DIRECTION:
Would you quote the material below in full and unchanged?

Collected data entries
◇ ◇ ◇ ◇

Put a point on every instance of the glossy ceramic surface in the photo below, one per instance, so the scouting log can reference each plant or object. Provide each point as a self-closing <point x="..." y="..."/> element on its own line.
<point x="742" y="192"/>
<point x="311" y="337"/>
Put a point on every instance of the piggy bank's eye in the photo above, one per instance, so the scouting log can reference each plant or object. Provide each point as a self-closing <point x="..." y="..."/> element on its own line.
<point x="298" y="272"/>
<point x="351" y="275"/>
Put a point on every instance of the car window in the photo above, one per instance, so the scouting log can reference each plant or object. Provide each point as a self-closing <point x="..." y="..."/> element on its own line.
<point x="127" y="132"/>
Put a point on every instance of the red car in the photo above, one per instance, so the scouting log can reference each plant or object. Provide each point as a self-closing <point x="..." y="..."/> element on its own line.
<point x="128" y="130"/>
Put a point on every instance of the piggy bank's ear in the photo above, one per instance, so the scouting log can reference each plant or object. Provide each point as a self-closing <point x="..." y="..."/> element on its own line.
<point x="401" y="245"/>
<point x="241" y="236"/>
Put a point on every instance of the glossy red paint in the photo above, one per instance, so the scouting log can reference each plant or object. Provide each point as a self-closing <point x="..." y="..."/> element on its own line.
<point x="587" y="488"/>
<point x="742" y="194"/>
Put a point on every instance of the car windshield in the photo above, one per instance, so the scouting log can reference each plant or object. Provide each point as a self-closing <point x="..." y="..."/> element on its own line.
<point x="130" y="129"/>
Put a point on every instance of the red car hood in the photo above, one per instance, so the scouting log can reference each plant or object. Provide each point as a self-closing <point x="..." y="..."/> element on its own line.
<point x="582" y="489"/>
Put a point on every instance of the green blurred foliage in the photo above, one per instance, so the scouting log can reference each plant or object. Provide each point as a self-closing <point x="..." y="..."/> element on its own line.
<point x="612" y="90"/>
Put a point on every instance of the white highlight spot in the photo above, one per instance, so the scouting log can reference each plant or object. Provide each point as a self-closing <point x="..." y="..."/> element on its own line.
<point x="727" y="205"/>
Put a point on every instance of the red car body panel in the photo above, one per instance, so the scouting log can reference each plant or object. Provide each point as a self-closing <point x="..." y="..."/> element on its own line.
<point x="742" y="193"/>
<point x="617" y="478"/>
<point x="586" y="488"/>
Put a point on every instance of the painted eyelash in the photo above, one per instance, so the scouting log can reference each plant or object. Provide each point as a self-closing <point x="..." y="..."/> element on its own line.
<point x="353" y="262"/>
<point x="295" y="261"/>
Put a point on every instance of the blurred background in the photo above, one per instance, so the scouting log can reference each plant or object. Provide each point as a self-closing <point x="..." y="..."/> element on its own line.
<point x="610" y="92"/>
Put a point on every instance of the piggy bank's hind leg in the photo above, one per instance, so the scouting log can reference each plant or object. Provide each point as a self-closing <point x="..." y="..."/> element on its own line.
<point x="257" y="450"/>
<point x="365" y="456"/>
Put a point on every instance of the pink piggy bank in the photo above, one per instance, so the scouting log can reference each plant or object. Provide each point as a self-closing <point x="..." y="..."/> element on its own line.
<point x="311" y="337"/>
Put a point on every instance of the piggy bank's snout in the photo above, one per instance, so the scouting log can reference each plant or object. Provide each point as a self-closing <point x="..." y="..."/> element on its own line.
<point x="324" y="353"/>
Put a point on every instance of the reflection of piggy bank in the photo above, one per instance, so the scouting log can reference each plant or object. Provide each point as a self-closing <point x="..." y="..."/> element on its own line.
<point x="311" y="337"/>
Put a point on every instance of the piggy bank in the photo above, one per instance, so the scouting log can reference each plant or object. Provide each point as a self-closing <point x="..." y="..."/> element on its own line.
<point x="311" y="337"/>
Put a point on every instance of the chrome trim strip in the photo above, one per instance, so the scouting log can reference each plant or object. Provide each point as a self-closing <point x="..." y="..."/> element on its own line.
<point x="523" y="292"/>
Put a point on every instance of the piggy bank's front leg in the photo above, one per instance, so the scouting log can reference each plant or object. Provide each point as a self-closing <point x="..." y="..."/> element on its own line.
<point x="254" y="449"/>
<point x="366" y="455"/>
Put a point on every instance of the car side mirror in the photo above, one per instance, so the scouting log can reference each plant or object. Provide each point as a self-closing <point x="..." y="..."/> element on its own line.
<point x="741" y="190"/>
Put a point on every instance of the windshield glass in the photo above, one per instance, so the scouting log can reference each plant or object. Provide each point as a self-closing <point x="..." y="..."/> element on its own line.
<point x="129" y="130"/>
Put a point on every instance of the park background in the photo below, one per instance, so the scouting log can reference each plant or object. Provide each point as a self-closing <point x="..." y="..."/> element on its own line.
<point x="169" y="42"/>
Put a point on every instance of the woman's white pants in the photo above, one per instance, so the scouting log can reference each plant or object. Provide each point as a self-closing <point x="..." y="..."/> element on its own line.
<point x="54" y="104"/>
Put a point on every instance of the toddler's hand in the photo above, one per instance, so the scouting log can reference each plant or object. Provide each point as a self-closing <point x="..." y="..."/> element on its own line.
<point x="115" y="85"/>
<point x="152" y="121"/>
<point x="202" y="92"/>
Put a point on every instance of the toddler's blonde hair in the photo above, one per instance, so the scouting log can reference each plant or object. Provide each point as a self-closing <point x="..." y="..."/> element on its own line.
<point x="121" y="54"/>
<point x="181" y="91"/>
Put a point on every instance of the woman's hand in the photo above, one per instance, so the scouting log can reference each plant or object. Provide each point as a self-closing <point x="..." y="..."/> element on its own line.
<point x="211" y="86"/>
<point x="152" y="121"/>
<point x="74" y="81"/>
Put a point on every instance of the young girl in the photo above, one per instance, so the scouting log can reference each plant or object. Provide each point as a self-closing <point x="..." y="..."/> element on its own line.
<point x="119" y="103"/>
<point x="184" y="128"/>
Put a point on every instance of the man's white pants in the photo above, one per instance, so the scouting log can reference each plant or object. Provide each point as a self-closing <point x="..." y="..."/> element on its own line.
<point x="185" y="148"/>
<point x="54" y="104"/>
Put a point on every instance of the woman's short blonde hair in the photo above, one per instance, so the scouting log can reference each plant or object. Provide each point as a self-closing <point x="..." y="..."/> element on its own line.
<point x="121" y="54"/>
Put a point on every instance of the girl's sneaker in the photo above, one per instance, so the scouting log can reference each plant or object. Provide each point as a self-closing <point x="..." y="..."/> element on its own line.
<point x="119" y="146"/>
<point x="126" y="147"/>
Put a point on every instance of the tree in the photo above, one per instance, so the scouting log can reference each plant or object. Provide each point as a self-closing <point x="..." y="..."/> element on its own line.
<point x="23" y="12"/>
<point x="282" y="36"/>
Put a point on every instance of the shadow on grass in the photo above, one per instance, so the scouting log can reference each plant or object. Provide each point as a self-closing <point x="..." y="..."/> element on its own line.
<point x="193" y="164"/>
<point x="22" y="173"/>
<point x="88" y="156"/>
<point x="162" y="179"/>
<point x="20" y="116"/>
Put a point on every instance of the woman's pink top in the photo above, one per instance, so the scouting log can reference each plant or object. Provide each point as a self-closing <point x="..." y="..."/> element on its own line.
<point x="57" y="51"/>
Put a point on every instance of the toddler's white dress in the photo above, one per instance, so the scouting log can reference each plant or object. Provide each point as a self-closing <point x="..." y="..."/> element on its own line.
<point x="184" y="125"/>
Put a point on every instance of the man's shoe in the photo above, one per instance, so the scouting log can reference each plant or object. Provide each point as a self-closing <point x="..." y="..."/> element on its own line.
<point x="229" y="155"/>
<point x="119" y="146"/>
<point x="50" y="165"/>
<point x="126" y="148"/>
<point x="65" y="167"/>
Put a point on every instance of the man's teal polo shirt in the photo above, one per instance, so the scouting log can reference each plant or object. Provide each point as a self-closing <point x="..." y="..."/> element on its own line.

◇ ◇ ◇ ◇

SOLUTION TO THE PROBLEM:
Put a point on every instance of the glossy ceramic surface in the photo below, one per instance, so the scouting log can reference each plant or object. Provide each point as a self-closing <point x="..." y="..."/> element on its own line.
<point x="742" y="192"/>
<point x="311" y="337"/>
Put a point on every instance of the piggy bank's eye in the photo above, one per instance, so the scouting log can reference each plant or object. Provide each point as a self-closing <point x="..." y="..."/> element on its own line.
<point x="298" y="272"/>
<point x="351" y="275"/>
Put a point on every instance of the car window in the photo above, one per instance, so the scouting log can reference each plant or object. Provide each point as a self-closing <point x="..." y="..."/> element on its own line.
<point x="127" y="132"/>
Put a point on every instance of the red car in the photo above, one per instance, so the scouting log can reference each plant or object. Provide each point as a self-closing <point x="..." y="..."/> element on its own line.
<point x="128" y="130"/>
Put a point on every instance of the piggy bank's ear in the photo above, one per instance, so the scouting log can reference each plant or object. Provide each point as a self-closing <point x="..." y="..."/> element on its own line.
<point x="401" y="245"/>
<point x="241" y="236"/>
Put a point on every instance of the glossy red paint in the photo above, one per instance, so the scouting log can reference each plant or object. Provide each point as a self-closing <point x="..." y="..."/> element on its own line.
<point x="587" y="488"/>
<point x="742" y="194"/>
Put a point on every instance of the car windshield in the photo above, one per instance, so the scouting log can reference each plant or object. Provide each point as a self-closing <point x="..." y="..."/> element on its own line.
<point x="130" y="129"/>
Put a point on every instance of the red car hood in the photo above, one per instance, so the scouting log can reference each plant or object. Provide each point as a self-closing <point x="..." y="..."/> element on its own line.
<point x="582" y="489"/>
Put a point on every instance of the green blurred foliage in the photo above, one per instance, so the scouting log can reference each plant or object. Provide each point as a self-closing <point x="..." y="..."/> element on its own line.
<point x="612" y="90"/>
Put a point on every instance of the white highlight spot in the photo above, one per instance, so the scouting log can reference each plant or object. Provide each point as a self-closing <point x="..." y="..."/> element on its own line.
<point x="727" y="205"/>
Put a point on every instance of the red car body panel in the photo above, one per instance, so the scouting log can reference each plant or object. Provide each point as a self-closing <point x="..." y="..."/> element on its own line.
<point x="742" y="193"/>
<point x="617" y="478"/>
<point x="586" y="488"/>
Put a point on every instance of the painted eyelash in the photo above, one per instance, so the scouting log can reference each plant or object. Provide each point as a self-closing <point x="..." y="..."/> element on its own line.
<point x="353" y="262"/>
<point x="295" y="261"/>
Put a point on every instance of the blurred background in the photo above, one per instance, so the scouting log can reference each plant or object. Provide each point as a self-closing <point x="..." y="..."/> element on its own line.
<point x="610" y="92"/>
Put a point on every instance of the piggy bank's hind leg in the photo above, one per instance, so the scouting log can reference each plant or object. Provide each point as a self-closing <point x="..." y="..."/> element on its own line.
<point x="257" y="450"/>
<point x="365" y="456"/>
Put a point on every instance of the pink piggy bank in the photo above, one per instance, so the scouting log can reference each plant or object. Provide each point as a self-closing <point x="..." y="..."/> element on its own line.
<point x="311" y="337"/>
Put a point on every instance of the piggy bank's snout in the photo above, one per instance, so the scouting log can reference each plant or object. Provide each point as a self-closing <point x="..." y="..."/> element on its own line.
<point x="324" y="353"/>
Put a point on every instance of the reflection of piggy bank in the photo above, one per instance, so the scouting log can reference each plant or object. Provide each point as a self-closing <point x="..." y="..."/> element on its own line.
<point x="311" y="337"/>
Put a point on every instance of the piggy bank in the photo above, one per instance, so the scouting log can reference each plant or object. Provide each point as a self-closing <point x="..." y="..."/> element on its own line.
<point x="311" y="337"/>
Put a point on every instance of the chrome trim strip in the photo above, one per instance, so the scouting log can reference each plant or object. Provide each point as a self-closing <point x="..." y="..."/> element on its own line.
<point x="523" y="292"/>
Put a point on every instance of the piggy bank's front leg in the photo above, one per instance, so the scouting log can reference each plant or object. Provide each point as a self-closing <point x="..." y="..."/> element on its own line.
<point x="254" y="449"/>
<point x="366" y="455"/>
Put a point on every instance of the car side mirror in the photo above, one per instance, so the scouting log can reference each plant or object. Provide each point as a self-closing <point x="..." y="..."/> element on its own line.
<point x="741" y="190"/>
Put a point on every instance of the windshield glass in the photo above, one per instance, so the scouting log can reference each plant or object. Provide each point as a self-closing <point x="..." y="..."/> element on its own line.
<point x="129" y="130"/>
Put a point on every instance of the park background in the photo below, one per instance, so the scouting log can reference each plant or object. Provide each point as a self-closing <point x="..." y="..."/> element on its own line.
<point x="169" y="42"/>
Put a point on every instance of the woman's white pants in the photo above, one per instance, so the scouting log can reference each plant or object. Provide each point as a self-closing <point x="..." y="..."/> element on its own line.
<point x="54" y="104"/>
Put a point on every instance of the toddler's hand in the photo above, one per instance, so the scouting log can reference each plant or object. Provide each point as a self-closing <point x="..." y="..."/> element on its own line.
<point x="115" y="85"/>
<point x="152" y="121"/>
<point x="202" y="92"/>
Put a point on every instance of the toddler's blonde hair in the photo above, one per instance, so the scouting log can reference each plant or object. Provide each point as a self-closing <point x="..." y="..."/> element on its own line.
<point x="121" y="54"/>
<point x="181" y="91"/>
Put a point on every instance of the woman's hand in the photo above, one per instance, so the scouting log can reference each plant or object. Provide each point as a self-closing <point x="..." y="..."/> element on its own line.
<point x="211" y="86"/>
<point x="152" y="121"/>
<point x="74" y="81"/>
Put a point on every instance of the young girl in the photo above, one per instance, so the scouting log can reference each plant or object. Provide each point as a self-closing <point x="..." y="..."/> element on its own line.
<point x="119" y="103"/>
<point x="184" y="128"/>
Put a point on every instance of the man's white pants in the photo above, one per instance, so the scouting log can reference each plant or object. Provide each point as a self-closing <point x="..." y="..."/> element on its own line.
<point x="185" y="148"/>
<point x="54" y="104"/>
Put a point on every instance of the woman's short blonde hair in the photo above, one per instance, so the scouting log can reference each plant or object. Provide each point as a self-closing <point x="..." y="..."/> element on its own line.
<point x="121" y="54"/>
Put a point on every instance of the girl's sneaker in the photo above, one per instance, so the scouting log can reference each plant or object. Provide each point as a self-closing <point x="..." y="..."/> element on its own line.
<point x="119" y="146"/>
<point x="126" y="147"/>
Put a point on every instance of the tree in the photo above, one per instance, so the scouting log can reference each plant or object. Provide each point as a self-closing <point x="..." y="..."/> element on its own line.
<point x="23" y="12"/>
<point x="282" y="36"/>
Put a point on every instance of the shadow on grass in the photo above, one per instance, so the scouting log can reference each plant or object. Provide each point as a self-closing <point x="..." y="..."/> element on its own line.
<point x="193" y="164"/>
<point x="22" y="173"/>
<point x="88" y="156"/>
<point x="162" y="179"/>
<point x="20" y="116"/>
Put a point on every instance of the woman's pink top in the photo above, one per instance, so the scouting log can reference each plant or object. Provide each point as a self-closing <point x="..." y="..."/> element on its own line.
<point x="57" y="51"/>
Put a point on every instance of the toddler's white dress in the photo above, one per instance, so the scouting log can reference each plant or object. Provide each point as a self-closing <point x="..." y="..."/> element on its own line.
<point x="184" y="125"/>
Put a point on every instance of the man's shoe in the photo above, one per instance, so the scouting log can reference each plant or object. Provide each point as a self-closing <point x="..." y="..."/> element on its own line.
<point x="229" y="155"/>
<point x="119" y="146"/>
<point x="50" y="165"/>
<point x="126" y="148"/>
<point x="65" y="167"/>
Put a point on every instance of the man's teal polo shirt in the photo above, one per instance, so the scouting log can reference each plant or object. Provide each point as a self-closing <point x="..." y="..."/> element on its own line.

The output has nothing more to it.